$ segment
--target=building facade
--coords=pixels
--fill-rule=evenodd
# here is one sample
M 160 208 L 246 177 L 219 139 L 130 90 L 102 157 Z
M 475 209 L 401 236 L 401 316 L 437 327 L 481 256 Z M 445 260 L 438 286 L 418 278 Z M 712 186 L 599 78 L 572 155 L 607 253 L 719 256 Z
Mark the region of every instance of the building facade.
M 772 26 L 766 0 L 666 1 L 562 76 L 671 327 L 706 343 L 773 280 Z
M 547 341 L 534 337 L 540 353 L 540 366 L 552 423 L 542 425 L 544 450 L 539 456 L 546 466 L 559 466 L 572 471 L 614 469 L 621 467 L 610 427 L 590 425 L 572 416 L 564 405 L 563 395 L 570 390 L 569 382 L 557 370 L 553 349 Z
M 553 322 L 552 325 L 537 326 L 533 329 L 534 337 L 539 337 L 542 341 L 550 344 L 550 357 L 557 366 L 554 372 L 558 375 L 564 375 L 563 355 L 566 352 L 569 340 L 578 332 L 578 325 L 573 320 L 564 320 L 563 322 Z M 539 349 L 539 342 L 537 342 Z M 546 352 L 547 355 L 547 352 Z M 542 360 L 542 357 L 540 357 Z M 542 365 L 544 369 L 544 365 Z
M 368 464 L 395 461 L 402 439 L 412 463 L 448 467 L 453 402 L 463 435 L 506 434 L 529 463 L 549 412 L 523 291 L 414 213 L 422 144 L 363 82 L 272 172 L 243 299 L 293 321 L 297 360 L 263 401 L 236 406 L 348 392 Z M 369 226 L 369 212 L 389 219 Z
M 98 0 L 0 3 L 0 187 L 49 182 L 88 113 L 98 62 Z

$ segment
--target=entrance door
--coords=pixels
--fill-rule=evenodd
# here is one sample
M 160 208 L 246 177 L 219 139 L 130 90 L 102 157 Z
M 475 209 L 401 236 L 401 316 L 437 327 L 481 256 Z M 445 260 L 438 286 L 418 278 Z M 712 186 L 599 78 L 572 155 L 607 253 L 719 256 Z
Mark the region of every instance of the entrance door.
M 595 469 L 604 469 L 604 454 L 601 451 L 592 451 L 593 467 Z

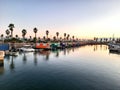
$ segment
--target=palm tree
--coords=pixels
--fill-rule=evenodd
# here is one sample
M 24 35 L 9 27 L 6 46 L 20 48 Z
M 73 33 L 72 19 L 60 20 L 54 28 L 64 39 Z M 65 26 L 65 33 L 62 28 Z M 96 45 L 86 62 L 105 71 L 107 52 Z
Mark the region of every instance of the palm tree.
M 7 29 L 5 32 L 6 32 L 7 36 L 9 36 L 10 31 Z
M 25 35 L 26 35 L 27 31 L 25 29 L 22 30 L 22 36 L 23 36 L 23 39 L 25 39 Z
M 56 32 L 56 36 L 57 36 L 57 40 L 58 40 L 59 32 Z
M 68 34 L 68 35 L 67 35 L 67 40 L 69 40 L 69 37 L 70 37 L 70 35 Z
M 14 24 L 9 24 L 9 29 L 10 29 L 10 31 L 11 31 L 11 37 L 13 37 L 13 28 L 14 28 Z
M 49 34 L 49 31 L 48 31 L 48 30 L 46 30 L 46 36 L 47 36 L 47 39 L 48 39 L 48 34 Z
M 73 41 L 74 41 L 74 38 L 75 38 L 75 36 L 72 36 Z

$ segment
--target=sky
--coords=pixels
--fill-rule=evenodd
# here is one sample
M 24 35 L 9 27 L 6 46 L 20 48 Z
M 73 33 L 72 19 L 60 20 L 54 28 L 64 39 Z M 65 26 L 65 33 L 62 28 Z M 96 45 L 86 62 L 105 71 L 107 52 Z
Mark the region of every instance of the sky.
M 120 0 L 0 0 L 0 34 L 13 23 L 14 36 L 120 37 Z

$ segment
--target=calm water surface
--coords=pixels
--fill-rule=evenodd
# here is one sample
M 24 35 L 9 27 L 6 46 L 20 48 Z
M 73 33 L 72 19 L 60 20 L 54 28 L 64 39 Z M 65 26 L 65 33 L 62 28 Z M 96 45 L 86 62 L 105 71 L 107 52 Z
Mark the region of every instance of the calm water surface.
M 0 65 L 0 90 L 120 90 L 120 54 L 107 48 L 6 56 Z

**********

Work required —
Set every line down exactly as written, leaving each picture out.

Response to this task —
$ segment
--target=building facade
--coords=pixels
--fill-rule=evenodd
# here is one sample
M 160 208 L 246 177 L 219 139 L 130 90 L 102 157 Z
M 475 209 L 401 236 L 401 316 L 437 327 L 481 256 Z M 445 260 L 438 286 L 418 278 Z M 712 186 L 599 78 L 572 155 L 607 253 L 719 256 Z
Mark the region of every instance of the building facade.
M 772 26 L 766 0 L 666 1 L 562 76 L 671 327 L 706 343 L 773 280 Z
M 547 341 L 534 337 L 540 353 L 540 366 L 552 423 L 542 425 L 544 450 L 539 456 L 546 466 L 559 466 L 572 471 L 614 469 L 621 467 L 610 427 L 590 425 L 572 416 L 564 405 L 563 395 L 570 390 L 569 382 L 557 370 L 553 349 Z
M 553 322 L 552 325 L 537 326 L 533 329 L 534 337 L 539 337 L 542 341 L 550 344 L 550 357 L 557 366 L 554 372 L 558 375 L 564 375 L 563 355 L 566 352 L 569 340 L 578 332 L 578 325 L 573 320 L 564 320 L 563 322 Z M 539 349 L 539 342 L 537 342 Z M 546 352 L 547 355 L 547 352 Z M 542 360 L 542 357 L 540 357 Z M 542 365 L 544 369 L 544 365 Z
M 368 464 L 395 461 L 402 439 L 412 463 L 448 467 L 453 402 L 463 435 L 506 434 L 529 463 L 549 412 L 523 291 L 414 213 L 422 144 L 363 82 L 272 172 L 243 299 L 293 321 L 297 360 L 263 401 L 236 406 L 348 392 Z M 369 226 L 369 212 L 389 219 Z
M 98 0 L 0 3 L 0 187 L 49 182 L 88 113 L 98 62 Z

$ segment
--target=entrance door
--coords=pixels
--fill-rule=evenodd
# here is one sample
M 160 208 L 246 177 L 219 139 L 130 90 L 102 157 Z
M 475 209 L 401 236 L 401 316 L 437 327 L 481 256 Z M 445 260 L 438 286 L 418 278 Z M 712 186 L 599 78 L 572 155 L 607 253 L 719 256 Z
Mark the region of every instance of the entrance door.
M 595 469 L 604 469 L 604 454 L 601 451 L 592 451 L 593 467 Z

$ segment
--target=palm tree
--coords=pixels
--fill-rule=evenodd
# here is one sample
M 24 35 L 9 27 L 6 46 L 20 48 Z
M 73 33 L 72 19 L 60 20 L 54 28 L 64 39 Z M 65 26 L 65 33 L 62 28 Z M 96 45 L 86 62 L 105 71 L 107 52 Z
Mark the region of every instance of the palm tree.
M 7 29 L 5 32 L 6 32 L 7 36 L 9 36 L 10 31 Z
M 25 35 L 26 35 L 27 31 L 25 29 L 22 30 L 22 36 L 23 36 L 23 39 L 25 39 Z
M 56 32 L 56 36 L 57 36 L 57 40 L 58 40 L 59 32 Z
M 68 34 L 68 35 L 67 35 L 67 40 L 69 40 L 69 37 L 70 37 L 70 35 Z
M 14 24 L 9 24 L 9 29 L 10 29 L 10 31 L 11 31 L 11 37 L 13 37 L 13 28 L 14 28 Z
M 49 34 L 49 31 L 48 31 L 48 30 L 46 30 L 46 36 L 47 36 L 47 39 L 48 39 L 48 34 Z
M 73 41 L 74 41 L 74 38 L 75 38 L 75 36 L 72 36 Z

$ segment
--target=sky
--coords=pixels
--fill-rule=evenodd
# here is one sample
M 24 35 L 9 27 L 6 46 L 20 48 Z
M 73 33 L 72 19 L 60 20 L 54 28 L 64 39 Z M 65 26 L 65 33 L 62 28 Z M 96 45 L 86 62 L 105 71 L 107 52 Z
Mark the region of every instance of the sky.
M 120 0 L 0 0 L 0 34 L 13 23 L 14 36 L 120 37 Z

$ segment
--target=calm water surface
--coords=pixels
--fill-rule=evenodd
# here is one sample
M 24 35 L 9 27 L 6 46 L 20 48 Z
M 73 33 L 72 19 L 60 20 L 54 28 L 64 39 Z M 65 26 L 65 33 L 62 28 Z M 96 45 L 86 62 L 105 71 L 107 52 Z
Mark the region of every instance of the calm water surface.
M 0 65 L 0 90 L 120 90 L 120 54 L 107 48 L 6 56 Z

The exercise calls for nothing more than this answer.